THE PROBLEM:
Duplicate the lines below without any changes, covering every one of them.

[Extracted data entries]
————
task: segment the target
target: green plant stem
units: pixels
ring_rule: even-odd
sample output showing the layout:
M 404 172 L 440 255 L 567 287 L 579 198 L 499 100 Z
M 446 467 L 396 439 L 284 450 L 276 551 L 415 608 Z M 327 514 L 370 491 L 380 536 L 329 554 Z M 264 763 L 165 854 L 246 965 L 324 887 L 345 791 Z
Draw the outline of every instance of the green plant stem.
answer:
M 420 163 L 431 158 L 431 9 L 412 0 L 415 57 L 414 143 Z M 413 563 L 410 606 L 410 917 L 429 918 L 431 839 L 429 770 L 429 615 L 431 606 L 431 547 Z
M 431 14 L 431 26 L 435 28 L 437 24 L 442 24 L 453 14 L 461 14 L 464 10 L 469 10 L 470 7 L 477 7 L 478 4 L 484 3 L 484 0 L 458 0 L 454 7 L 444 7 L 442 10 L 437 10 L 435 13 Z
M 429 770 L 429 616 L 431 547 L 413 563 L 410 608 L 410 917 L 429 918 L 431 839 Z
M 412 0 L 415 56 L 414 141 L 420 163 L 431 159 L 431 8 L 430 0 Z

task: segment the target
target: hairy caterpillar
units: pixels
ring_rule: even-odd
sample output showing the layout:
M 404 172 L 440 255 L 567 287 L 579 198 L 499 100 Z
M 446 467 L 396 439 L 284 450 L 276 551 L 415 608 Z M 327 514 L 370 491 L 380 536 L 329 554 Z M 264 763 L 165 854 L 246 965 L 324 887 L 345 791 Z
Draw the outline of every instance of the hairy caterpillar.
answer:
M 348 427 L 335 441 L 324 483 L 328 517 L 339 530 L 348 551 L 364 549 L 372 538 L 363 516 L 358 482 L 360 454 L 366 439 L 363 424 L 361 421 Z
————
RESPONSE TO THE TASK:
task: segment the target
target: green plant stem
units: pixels
ring_rule: even-odd
sample output showing the layout:
M 404 172 L 440 255 L 567 287 L 579 198 L 499 100 Z
M 446 467 L 396 439 L 284 450 L 276 551 L 415 608 Z M 327 514 L 370 491 L 380 536 L 329 554 Z M 264 763 L 165 854 L 246 965 L 324 887 L 345 791 Z
Draw the outline of every instance of the green plant stem.
answer:
M 420 163 L 431 158 L 431 9 L 412 0 L 415 57 L 414 143 Z M 413 563 L 410 606 L 410 917 L 429 918 L 431 839 L 429 770 L 429 615 L 431 606 L 431 547 Z
M 431 14 L 431 26 L 435 28 L 437 24 L 442 24 L 453 14 L 461 14 L 464 10 L 469 10 L 470 7 L 477 7 L 478 4 L 484 3 L 484 0 L 458 0 L 454 7 L 444 7 L 442 10 L 437 10 L 435 13 Z
M 429 770 L 429 616 L 431 547 L 413 563 L 410 608 L 410 917 L 429 918 L 431 839 Z
M 412 0 L 415 56 L 414 141 L 420 163 L 431 159 L 431 8 L 430 0 Z

task: segment the target
target: hairy caterpillar
units: pixels
ring_rule: even-odd
sample output showing the layout:
M 404 172 L 440 255 L 567 287 L 579 198 L 499 100 Z
M 446 467 L 396 439 L 284 450 L 276 551 L 415 608 Z M 327 514 L 370 491 L 380 536 L 329 554 Z M 264 763 L 165 854 L 246 965 L 324 887 L 345 791 Z
Draw the outline of every instance of the hairy caterpillar.
answer:
M 348 427 L 335 441 L 324 483 L 328 517 L 339 530 L 348 551 L 364 549 L 372 538 L 363 516 L 358 482 L 360 454 L 366 439 L 363 424 L 361 421 Z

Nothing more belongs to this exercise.